Марина Дмитревская
«Старик и море», вне всякого сомнения, выдающийся спектакль, и нет смысла ставить это утверждение на «repeat».
Может быть, испытав при первой встрече с ним огромное волнение, не стоило нажимать на этот самый «repeat» и идти в БДТ, где в рамках фестиваля Анатолия Васильева играли спектакль. Но тянуло.
Потому что в тот, первый, раз, случайно попав на «Старика и море» в Екатеринбурге, я настолько застыла, захваченная медитативным визуальным покоем, сквозь который бурлящим винтовым потоком, штопором шел по-настоящему драматический, трагический монолог Аллы Демидовой, — что невозможно было вынуть привычные блокнот/ручку. Я думала, созерцая. Спектакль был как совершенный иероглиф, как природа, как море, и не хотелось тревожить саму себя ручкой/блокнотом, отдаваясь «Старику и морю — как движению и не пытаясь фиксировать возникавшие соображения по поводу внешнего и внутреннего ритма, внешней «глади» и внутреннего градуса. Я была захвачена тремя параллельными процессами. Помимо жизни сцены-океана и жизни Демидовой, шла моя собственная внутренняя жизнь, спектакль провоцировал переживание памяти Юрия Петровича Любимова, которому посвящен, переживание природы драматического творчества в его органике и вершинах ХХ века — от Любимова до самого Васильева, от Брука до Эфроса…
Слово «гениально», которое употребляю совсем редко, казалось абсолютно очевидным, но не имело никакой дополнительной, в том числе восклицательной, коннотации. Спокойно так — гениально.

• [Фрагменты записей]
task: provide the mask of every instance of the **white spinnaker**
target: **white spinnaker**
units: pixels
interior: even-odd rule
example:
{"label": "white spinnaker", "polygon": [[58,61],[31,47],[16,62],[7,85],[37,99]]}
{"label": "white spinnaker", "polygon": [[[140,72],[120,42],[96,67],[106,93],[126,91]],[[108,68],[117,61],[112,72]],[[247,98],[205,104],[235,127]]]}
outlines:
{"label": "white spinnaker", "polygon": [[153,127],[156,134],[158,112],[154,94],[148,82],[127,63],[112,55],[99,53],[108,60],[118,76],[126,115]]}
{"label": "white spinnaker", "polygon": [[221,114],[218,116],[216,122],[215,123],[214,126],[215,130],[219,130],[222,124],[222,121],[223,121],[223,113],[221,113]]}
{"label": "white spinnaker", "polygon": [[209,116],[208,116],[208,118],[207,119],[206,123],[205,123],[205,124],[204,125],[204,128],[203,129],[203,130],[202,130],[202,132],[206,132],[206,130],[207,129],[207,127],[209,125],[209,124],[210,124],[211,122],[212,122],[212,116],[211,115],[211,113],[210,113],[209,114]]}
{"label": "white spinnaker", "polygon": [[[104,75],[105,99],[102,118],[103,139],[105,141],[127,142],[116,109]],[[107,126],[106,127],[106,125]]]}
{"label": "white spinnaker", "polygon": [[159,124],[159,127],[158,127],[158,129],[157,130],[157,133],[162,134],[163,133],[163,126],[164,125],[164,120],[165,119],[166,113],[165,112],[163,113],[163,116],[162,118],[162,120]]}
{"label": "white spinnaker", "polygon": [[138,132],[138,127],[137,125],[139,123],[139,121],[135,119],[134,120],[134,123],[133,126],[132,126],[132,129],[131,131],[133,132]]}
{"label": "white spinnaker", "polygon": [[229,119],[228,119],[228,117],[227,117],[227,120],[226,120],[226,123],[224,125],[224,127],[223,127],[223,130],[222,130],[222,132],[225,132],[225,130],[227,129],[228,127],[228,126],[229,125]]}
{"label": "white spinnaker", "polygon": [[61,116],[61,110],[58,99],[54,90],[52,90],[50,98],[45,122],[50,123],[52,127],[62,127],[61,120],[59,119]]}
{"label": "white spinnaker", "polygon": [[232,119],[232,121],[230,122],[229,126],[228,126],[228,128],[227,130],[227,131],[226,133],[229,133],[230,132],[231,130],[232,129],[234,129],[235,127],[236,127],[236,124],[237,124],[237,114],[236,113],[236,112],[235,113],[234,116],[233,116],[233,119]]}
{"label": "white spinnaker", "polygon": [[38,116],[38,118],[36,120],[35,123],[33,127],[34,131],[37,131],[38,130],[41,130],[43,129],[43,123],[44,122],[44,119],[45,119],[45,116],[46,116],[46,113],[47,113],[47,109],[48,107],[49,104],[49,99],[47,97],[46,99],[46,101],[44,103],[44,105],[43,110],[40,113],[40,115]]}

• [Что нужно]
Пожалуйста, перескажите отрывок о спектакле «Старик и море» в двух предложениях.

• [Готовый ответ]
Автор называет «Старика и море» выдающимся спектаклем, первая встреча с которым в Екатеринбурге так захватила медитативным визуальным покоем и трагическим монологом Аллы Демидовой, что невозможно было взяться за блокнот и ручку. Спектакль, посвященный Юрию Петровичу Любимову, вызвал у автора переживание памяти о нем и размышления о природе драматического творчества, а редко употребляемое автором слово «гениально» казалось очевидным, но без всякой восклицательной коннотации.